EXTRACTED TEXT.
The 2020 Tour de France Starts Saturday, But Should It?

The 2020 Tour de France is set to get underway at long last on Saturday, August 29. For fans of cycling, that means we have just three more days to wait for the start of the sport’s biggest event. Delayed from its usual starting date in early July thanks to the coronavirus pandemic, the race promises plenty of fireworks out on the road, with a number of clear-cut favorites, but also a lot of question marks too. But as the COVID crisis continues, the question remains as to whether or not this event should be taking place at all.

The Tour will kickoff in Nice this year with a 156 km (96 mile) state that includes rolling hills throughout its length. Typically, the race begins with some relatively flat and fast stages that are relatively slow to watch, but usually finish with a flurry as the sprinters in the peloton take center stage. That could still be the case on Saturday, but the hills will likely take some of the power from their legs, especially since many riders  haven’t raced and trained at their usual level so far this year.

DATA FOR REVIEW.
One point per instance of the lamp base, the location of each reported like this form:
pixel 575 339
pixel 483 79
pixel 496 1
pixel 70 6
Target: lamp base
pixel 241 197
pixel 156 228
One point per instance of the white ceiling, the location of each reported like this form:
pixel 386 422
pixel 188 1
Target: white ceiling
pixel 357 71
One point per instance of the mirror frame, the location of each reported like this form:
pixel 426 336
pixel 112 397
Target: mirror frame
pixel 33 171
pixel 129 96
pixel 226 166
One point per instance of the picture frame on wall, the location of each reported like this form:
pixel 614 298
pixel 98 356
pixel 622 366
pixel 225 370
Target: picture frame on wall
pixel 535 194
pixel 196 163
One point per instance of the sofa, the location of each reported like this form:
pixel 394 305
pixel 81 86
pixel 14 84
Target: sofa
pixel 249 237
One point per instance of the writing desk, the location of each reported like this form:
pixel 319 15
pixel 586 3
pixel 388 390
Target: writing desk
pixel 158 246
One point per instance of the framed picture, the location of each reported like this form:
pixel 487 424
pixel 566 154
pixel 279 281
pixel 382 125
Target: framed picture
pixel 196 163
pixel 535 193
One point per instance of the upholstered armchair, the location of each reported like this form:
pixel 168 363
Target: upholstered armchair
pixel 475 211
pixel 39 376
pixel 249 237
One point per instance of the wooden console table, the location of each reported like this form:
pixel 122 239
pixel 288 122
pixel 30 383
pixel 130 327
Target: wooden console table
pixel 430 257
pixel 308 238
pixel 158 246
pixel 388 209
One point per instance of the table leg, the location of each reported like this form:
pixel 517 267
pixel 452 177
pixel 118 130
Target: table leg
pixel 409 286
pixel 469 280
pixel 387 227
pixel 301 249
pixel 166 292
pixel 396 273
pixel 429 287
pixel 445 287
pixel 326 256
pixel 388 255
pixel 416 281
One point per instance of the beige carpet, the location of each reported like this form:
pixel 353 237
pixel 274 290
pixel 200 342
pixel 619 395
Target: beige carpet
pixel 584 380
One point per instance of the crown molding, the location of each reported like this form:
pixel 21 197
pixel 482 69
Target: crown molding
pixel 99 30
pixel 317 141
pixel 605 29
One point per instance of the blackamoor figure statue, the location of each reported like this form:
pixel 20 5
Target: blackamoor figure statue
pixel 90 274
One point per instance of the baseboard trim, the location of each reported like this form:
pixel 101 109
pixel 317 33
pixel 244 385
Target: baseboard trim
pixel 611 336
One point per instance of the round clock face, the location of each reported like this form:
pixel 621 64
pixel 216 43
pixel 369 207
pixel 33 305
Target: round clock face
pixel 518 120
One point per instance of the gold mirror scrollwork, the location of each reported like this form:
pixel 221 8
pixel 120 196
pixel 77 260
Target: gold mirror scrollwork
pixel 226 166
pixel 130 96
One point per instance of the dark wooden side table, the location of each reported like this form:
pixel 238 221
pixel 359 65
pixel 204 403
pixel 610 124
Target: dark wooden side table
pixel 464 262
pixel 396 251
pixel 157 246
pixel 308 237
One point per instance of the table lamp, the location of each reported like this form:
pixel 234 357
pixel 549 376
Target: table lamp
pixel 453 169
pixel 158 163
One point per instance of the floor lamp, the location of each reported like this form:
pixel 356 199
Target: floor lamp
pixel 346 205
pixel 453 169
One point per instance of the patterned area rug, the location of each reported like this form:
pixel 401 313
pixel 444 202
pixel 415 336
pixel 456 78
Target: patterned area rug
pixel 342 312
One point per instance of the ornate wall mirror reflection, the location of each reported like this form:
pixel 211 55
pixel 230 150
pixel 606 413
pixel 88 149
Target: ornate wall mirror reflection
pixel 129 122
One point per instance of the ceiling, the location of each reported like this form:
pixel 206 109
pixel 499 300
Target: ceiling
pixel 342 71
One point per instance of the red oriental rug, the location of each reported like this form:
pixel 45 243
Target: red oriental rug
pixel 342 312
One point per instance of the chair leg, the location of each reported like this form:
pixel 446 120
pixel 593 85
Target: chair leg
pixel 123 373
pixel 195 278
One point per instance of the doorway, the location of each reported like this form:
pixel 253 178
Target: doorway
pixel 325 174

CHECK YOUR UNDERSTANDING.
(A) In the article on the 2020 Tour de France, what date was the race set to start?
(B) Pick up the article on the 2020 Tour de France after its final sentence and continue it.

ANSWERS TO EACH TASK.
(A) Saturday, August 29.

(B)
Over the following three weeks, the Tour will wind its way throughout France, with the entire course confined inside that country’s borders. Usually the route will wind into neighboring countries a time or two, but thanks to the pandemic that isn’t happening. Still, we’ll see some good climbing stages in both they Pyrenees and the Alps, which is typically were the race is won and lost. 

So who are the favorites heading into the 2020 edition of Le Tour? The odds on pick is Egan Bernal, who won the 2019 TdF at the ripe old age of 24.  Bernal did pull out of the Criterium du Dauphine with back pain, but that appears to be a blip on the radar. He is reportedly healthy, feeling strong, and ready to ride. If he is at full strength, he’ll be tough to unseat on his way to a second straight win. 

The peloton isn’t about to rollover and let Bernal ride away of course. His main rival will likely be Primoz Roglic, who also pulled out of the Criterium du Dauphine following a hard crash. He has reportedly recovered however and is looking to take home the Yellow Jersey. Other contenders include Adam Yates, Tom Dumoulin, and Nairobi Quintana, who is riding well at the moment but always seems to falter on the big stage.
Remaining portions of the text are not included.